- **TASKS TO COMPLETE**
1) Answer these questions about the regex thread below, marking each answer with its letter:
(a) What result does the asker expect from the example string?
(b) On which website is the asker testing the regex?
(c) What bug did an earlier version of the answer have?
2) Decide whether each statement agrees with the regex thread below. Answer yes or no and quote the words that decide it.
(a) The asker cannot use backward search.
(b) The first pattern in the answer captures only the shortest possible string.
(c) Utrillo suggests testing the regex at regextester.com.
3) Copy out a passage of the regex thread below, word for word. Begin at the words "You can test" and stop after "most cultures, though.".

Regex - Get string between two words that doesn't contain word

G

5

7

I've been looking around and could not make this happen. I am not totally noob.

I need to get text delimited by (including) START and END that doesn't contain START. Basically I can't find a way to negate a whole word without using advanced stuff.

Example string:

abcSTARTabcSTARTabcENDabc

The expected result:

STARTabcEND

Not good:

STARTabcSTARTabcEND

I can't use backward search stuff. I am testing my regex here: www.regextester.com

Thanks for any advice.

Gradely answered 7/9, 2011 at 11:33 Comment(4)

What if the text is abcSTARTabcENDabcSTARTabcENDabc? Do you want both matches? – Interposition 8/9, 2011 at 7:5

didn't think about that ... anyway, I can find second match if needed. – Gradely 5/10, 2011 at 11:54

Better to do that in a single regex. I've added an answer. – Interposition 5/10, 2011 at 13:31

You can test your regex at rubular.com – Utrillo 14/12, 2011 at 7:57

B

4

The really pedestrian solution would be START(([^S]|S*S[^ST]|ST[^A]|STA[^R]|STAR[^T])*(S(T(AR?)?)?)?)END. Modern regex flavors have negative assertions which do this more elegantly, but I interpret your comment about "backwards search" to perhaps mean you cannot or don't want to use this feature.

Update: Just for completeness, note that the above is greedy with respect to the end delimiter. To only capture the shortest possible string, extend the negation to also cover the end delimiter -- START(([^ES]|E*E[^ENS]|EN[^DS]|S*S[^STE]|ST[^AE]|STA[^RE]|STAR[^TE])*(S(T(AR?)?)?|EN?)?)END. This risks to exceed the torture threshold in most cultures, though.

Bug fix: A previous version of this answer had a bug, in that SSTART could be part of the match (the second S would match [^T], etc). I fixed this but by the addition of S in [^ST] and adding S* before the non-optional S to allow for arbitrary repetitions of S otherwise.

Bal answered 7/9, 2011 at 11:50 Comment(9)

- **EXTRACTED MATERIAL**
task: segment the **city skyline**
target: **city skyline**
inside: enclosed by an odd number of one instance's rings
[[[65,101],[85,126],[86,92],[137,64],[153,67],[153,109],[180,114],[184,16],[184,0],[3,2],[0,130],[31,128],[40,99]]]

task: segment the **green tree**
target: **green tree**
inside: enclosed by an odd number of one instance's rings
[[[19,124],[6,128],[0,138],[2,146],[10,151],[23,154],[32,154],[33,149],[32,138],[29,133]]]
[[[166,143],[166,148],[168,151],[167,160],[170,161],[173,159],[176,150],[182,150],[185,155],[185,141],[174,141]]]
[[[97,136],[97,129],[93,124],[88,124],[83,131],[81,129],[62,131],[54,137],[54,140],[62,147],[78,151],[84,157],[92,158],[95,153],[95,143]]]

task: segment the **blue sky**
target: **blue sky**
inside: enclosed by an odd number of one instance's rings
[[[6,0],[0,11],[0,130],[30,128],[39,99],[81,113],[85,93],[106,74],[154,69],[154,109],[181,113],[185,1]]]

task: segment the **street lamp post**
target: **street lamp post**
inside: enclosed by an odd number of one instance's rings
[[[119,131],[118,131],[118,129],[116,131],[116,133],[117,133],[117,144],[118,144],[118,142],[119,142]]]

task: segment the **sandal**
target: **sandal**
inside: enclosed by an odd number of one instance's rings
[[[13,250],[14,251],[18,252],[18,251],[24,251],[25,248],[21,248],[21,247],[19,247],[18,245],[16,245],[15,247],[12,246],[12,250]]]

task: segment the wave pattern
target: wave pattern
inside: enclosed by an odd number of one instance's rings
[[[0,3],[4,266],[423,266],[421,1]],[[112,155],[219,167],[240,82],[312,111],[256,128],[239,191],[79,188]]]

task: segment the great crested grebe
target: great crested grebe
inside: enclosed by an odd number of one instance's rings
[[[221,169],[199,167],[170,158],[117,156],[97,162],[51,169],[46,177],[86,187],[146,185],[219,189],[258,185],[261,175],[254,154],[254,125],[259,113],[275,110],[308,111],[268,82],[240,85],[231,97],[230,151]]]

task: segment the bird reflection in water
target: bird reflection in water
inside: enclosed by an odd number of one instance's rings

- **IN RESPONSE**
1)
(a) STARTabcEND
(b) www.regextester.com
(c) SSTART could be part of the match.

2)
(a) Yes: "I can't use backward search stuff."
(b) No: "note that the above is greedy with respect to the end delimiter."
(c) No: "You can test your regex at rubular.com"

3)
You can test your regex at rubular.com – Utrillo 14/12, 2011 at 7:57

B

4

The really pedestrian solution would be START(([^S]|S*S[^ST]|ST[^A]|STA[^R]|STAR[^T])*(S(T(AR?)?)?)?)END. Modern regex flavors have negative assertions which do this more elegantly, but I interpret your comment about "backwards search" to perhaps mean you cannot or don't want to use this feature.

Update: Just for completeness, note that the above is greedy with respect to the end delimiter. To only capture the shortest possible string, extend the negation to also cover the end delimiter -- START(([^ES]|E*E[^ENS]|EN[^DS]|S*S[^STE]|ST[^AE]|STA[^RE]|STAR[^TE])*(S(T(AR?)?)?|EN?)?)END. This risks to exceed the torture threshold in most cultures, though.